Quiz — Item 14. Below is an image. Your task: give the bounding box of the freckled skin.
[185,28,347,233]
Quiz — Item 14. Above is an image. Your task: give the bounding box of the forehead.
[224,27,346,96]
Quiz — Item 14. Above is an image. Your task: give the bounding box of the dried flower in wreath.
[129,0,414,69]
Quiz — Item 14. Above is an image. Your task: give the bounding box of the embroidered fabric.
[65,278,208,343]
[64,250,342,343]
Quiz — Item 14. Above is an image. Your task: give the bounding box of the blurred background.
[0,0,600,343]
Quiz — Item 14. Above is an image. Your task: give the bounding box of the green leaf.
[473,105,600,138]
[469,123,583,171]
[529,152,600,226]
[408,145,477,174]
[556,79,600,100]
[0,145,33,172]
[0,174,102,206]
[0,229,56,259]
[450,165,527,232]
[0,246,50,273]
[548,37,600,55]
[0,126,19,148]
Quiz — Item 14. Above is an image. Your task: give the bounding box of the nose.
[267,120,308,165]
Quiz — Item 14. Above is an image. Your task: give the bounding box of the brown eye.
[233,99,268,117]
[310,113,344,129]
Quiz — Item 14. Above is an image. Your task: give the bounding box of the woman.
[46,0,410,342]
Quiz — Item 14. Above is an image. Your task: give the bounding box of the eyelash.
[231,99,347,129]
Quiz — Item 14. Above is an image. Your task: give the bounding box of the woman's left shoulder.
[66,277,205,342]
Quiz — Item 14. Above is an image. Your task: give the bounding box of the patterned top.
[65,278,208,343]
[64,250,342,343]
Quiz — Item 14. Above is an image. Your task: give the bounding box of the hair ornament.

************

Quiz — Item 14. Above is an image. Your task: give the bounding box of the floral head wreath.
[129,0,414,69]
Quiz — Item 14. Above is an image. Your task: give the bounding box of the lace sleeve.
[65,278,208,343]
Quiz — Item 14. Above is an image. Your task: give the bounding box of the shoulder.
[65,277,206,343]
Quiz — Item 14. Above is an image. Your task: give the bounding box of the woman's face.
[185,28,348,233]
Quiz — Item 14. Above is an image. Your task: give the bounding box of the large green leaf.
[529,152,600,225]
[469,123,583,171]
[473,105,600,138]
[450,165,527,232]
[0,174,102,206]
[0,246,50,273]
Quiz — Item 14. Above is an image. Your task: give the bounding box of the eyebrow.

************

_WRITTEN TASK_: Can you convert the rows above, starting at the row containing "of the shoulder." and ending at the row containing "[185,28,348,233]", both included, into a JSON list of strings with one string per row and no blank lines?

_WORKED ANSWER_:
[
  "Quiz — Item 14. Above is an image. Your task: give the bounding box of the shoulder.",
  "[65,277,206,343]",
  "Quiz — Item 14. Above is an image. Your task: give the bounding box of the woman's face.",
  "[185,28,348,233]"
]